PROVIDED INFORMATION:

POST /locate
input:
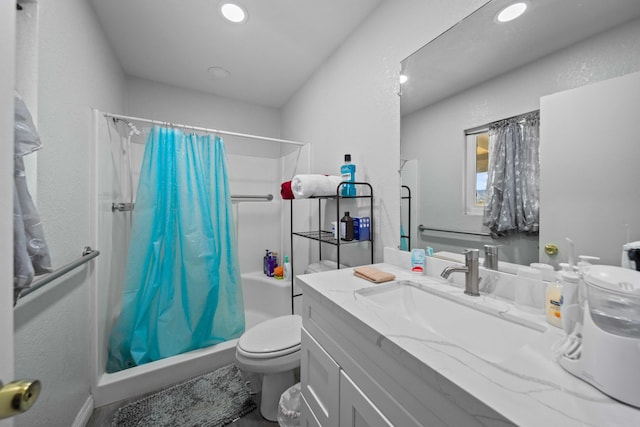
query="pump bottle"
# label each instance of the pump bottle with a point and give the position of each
(348, 172)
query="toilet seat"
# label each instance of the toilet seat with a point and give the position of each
(273, 338)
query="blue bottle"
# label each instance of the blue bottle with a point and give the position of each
(348, 172)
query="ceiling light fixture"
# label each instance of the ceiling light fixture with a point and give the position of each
(233, 12)
(511, 12)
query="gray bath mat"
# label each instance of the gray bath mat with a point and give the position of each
(213, 399)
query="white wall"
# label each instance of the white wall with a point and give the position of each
(435, 134)
(7, 53)
(589, 153)
(350, 104)
(76, 71)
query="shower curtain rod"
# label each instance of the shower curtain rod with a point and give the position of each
(201, 129)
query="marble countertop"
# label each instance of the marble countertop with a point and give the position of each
(529, 388)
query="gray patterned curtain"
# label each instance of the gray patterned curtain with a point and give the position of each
(512, 198)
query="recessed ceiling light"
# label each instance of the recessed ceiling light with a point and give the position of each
(218, 73)
(511, 12)
(233, 12)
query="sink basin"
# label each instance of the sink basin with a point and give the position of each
(480, 325)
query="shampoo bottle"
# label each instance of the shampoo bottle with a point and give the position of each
(287, 268)
(348, 172)
(417, 261)
(553, 301)
(346, 227)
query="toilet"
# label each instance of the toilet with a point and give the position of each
(272, 348)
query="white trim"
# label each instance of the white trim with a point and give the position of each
(84, 414)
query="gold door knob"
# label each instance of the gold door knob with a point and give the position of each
(18, 396)
(550, 249)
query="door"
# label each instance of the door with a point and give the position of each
(7, 79)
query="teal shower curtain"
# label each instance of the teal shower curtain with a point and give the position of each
(182, 286)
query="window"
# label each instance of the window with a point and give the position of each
(476, 171)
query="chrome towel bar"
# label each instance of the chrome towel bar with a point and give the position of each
(87, 255)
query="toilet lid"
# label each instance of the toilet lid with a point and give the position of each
(273, 336)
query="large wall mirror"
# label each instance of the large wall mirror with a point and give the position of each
(575, 62)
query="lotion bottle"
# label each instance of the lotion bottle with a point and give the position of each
(553, 301)
(348, 172)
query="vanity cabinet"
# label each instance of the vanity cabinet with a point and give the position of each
(352, 375)
(337, 390)
(330, 397)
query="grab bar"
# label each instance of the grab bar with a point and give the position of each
(422, 228)
(87, 255)
(251, 197)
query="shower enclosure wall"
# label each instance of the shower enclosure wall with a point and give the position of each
(255, 168)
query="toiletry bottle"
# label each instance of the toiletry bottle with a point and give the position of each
(553, 297)
(265, 262)
(348, 172)
(271, 264)
(569, 305)
(287, 268)
(417, 261)
(346, 227)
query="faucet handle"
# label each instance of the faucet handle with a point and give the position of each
(472, 254)
(491, 249)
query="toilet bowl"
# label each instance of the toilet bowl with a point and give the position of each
(272, 348)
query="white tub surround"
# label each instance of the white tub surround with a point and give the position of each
(387, 368)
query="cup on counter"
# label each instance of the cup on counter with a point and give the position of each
(530, 290)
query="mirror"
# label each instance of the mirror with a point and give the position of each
(481, 71)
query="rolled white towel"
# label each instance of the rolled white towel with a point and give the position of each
(304, 186)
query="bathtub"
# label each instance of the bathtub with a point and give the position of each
(264, 298)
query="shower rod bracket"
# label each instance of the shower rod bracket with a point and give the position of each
(122, 207)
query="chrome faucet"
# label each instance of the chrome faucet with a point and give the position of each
(470, 270)
(491, 257)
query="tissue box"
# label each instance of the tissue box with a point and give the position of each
(362, 228)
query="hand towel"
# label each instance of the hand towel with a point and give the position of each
(285, 191)
(304, 186)
(372, 274)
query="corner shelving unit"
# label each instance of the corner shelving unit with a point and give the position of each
(408, 199)
(326, 237)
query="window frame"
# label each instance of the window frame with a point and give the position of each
(470, 168)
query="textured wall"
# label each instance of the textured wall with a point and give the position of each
(76, 71)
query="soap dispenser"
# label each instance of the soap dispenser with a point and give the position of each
(569, 301)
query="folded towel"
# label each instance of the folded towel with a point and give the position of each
(372, 274)
(304, 186)
(285, 191)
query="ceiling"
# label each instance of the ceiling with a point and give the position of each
(269, 57)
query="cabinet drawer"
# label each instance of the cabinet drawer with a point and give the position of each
(356, 410)
(320, 381)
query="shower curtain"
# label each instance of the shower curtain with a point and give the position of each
(512, 200)
(182, 286)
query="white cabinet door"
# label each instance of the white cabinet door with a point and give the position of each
(307, 418)
(356, 410)
(320, 382)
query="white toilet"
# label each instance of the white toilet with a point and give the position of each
(272, 348)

WHAT TO PRODUCE:
Omit the pictures, and quote the material above exactly as given.

TASK RESULT:
POST /locate
input:
query="pump bottle"
# label each instance of the pump bottle with a point and give the position of each
(348, 172)
query="toilet seat"
# label each instance of the toilet seat with a point and give the position of each
(273, 338)
query="blue bottle"
# label each instance of the blue bottle with a point and give the position of each
(348, 172)
query="ceiling light fixture"
# label each instance of the ceiling light fixture with a point and give the position of each
(233, 12)
(511, 12)
query="gray bath mat"
# label each instance of the gray bath mat with a point and give the position of each
(213, 399)
query="white wall"
# label each instance of the white wall with a point and give the position of each
(435, 134)
(7, 53)
(589, 153)
(350, 104)
(76, 71)
query="shower curtain rod"
# label each instance of the shower curtain rod with a point and give the position of each
(201, 129)
query="marble countertop"
# label each instance of the marble countertop with a point and give the position of each
(529, 388)
query="gray patterned curtain"
# label each instance of the gray patterned curtain with a point and give the position of each
(512, 198)
query="recessed ceiling light"
# label each instance of the recessed ceiling light with a point and give the position of each
(218, 73)
(511, 12)
(233, 12)
query="sink basin"
# label each instance of the sink basin with a point and give the position of each
(480, 325)
query="shampoo bottle"
# label each instance of the shampoo bottle with a point and give the position of each
(287, 268)
(348, 172)
(417, 261)
(553, 301)
(346, 227)
query="toilet"
# label each instance of the toilet with a point and give the position of each
(272, 348)
query="white trim"
# label each instance of the white trim with a point and give the position of each
(84, 414)
query="gold door knob"
# label each instance of the gold door knob with a point and give the position of each
(18, 396)
(550, 249)
query="door"
# label each instance of the door with a point and give the position of each
(7, 79)
query="teal shower curtain"
# label each instance of the teal shower curtain with a point and give the position of each
(182, 286)
query="window"
# label each instance of the window with a point and give the position of each
(476, 171)
query="chrome towel bar"
# label each instance of the chrome towel bar with a point and give the position of each
(87, 255)
query="toilet lid"
# label each instance of the toilet lid with a point and give the position of each
(273, 336)
query="large wall mirror"
# label each instance of the large wall mirror with a point and give the position of each
(575, 62)
query="lotion bottle"
# label each instance of the lotion bottle with a point and give the position of each
(553, 301)
(348, 172)
query="vanity cabinet"
# label each instance of the vanity cabinet with a point and give the position of each
(352, 375)
(337, 390)
(330, 397)
query="grab bar"
# label each instance of the grab bar with a point and give the position of each
(422, 228)
(87, 255)
(251, 197)
query="shower enclosure wall"
# label each instance of the shower enclosure wall with a point and give the position of each
(255, 168)
query="toiletry bottle"
# label each instance of the toiletry bottle with a point and give the position of each
(553, 297)
(265, 262)
(348, 172)
(271, 264)
(569, 305)
(287, 268)
(417, 261)
(346, 227)
query="faucet handle"
# label each instance of the faucet handle with a point and give the position of each
(472, 254)
(491, 249)
query="toilet bowl"
# label each instance of the toilet bowl with a point and give the position of each
(272, 348)
query="white tub surround"
# label each instance of the white tub surround with a point and give the position of each
(387, 368)
query="cup on counter"
# label each instance of the cup on counter with a point and give the position of each
(530, 290)
query="mirror"
# label each instance of the mirror with a point and give the position of each
(481, 71)
query="rolled white towel"
# label each instance of the rolled white towel with a point and give the position of each
(304, 186)
query="bathtub"
# label each instance of the bathtub with a point and give the position of each
(264, 298)
query="shower rod bracket"
# label each instance of the shower rod bracket with a point and give the position of each
(122, 207)
query="chrome faucet"
# label each instance of the chrome faucet with a point and give the position of each
(470, 270)
(491, 257)
query="tissue box"
# label each instance of the tissue box with a point and give the position of each
(362, 228)
query="hand towel"
# label each instance of the hand towel with a point and give the position of each
(285, 191)
(304, 186)
(372, 274)
query="corner shelving unit"
# label each instance of the corner shelving unit with a point and give the position of each
(408, 199)
(326, 237)
query="window frame"
# label each instance of the window frame with a point and give the position of each
(470, 168)
query="textured wall"
# label each instance of the textured wall with a point and give the position of each
(76, 71)
query="soap dispenser"
# label each instance of the soap dispenser with a point and give the position of each
(569, 301)
query="folded towel"
# label each instance of the folded towel with a point and give the position of each
(372, 274)
(304, 186)
(285, 191)
query="ceiling"
# label each instance of the ceiling with a point and give the position of each
(269, 57)
query="cabinet drawer"
# label each instance of the cabinet drawer with a point and give the position of each
(356, 410)
(320, 381)
query="shower curtain"
# label each instance of the shower curtain with a point and give the position of each
(512, 200)
(182, 286)
query="white cabinet door"
# label each instance of the white cabinet door with a point and give the position of each
(307, 418)
(356, 410)
(320, 382)
query="white toilet"
# label each instance of the white toilet with a point and give the position of each
(272, 348)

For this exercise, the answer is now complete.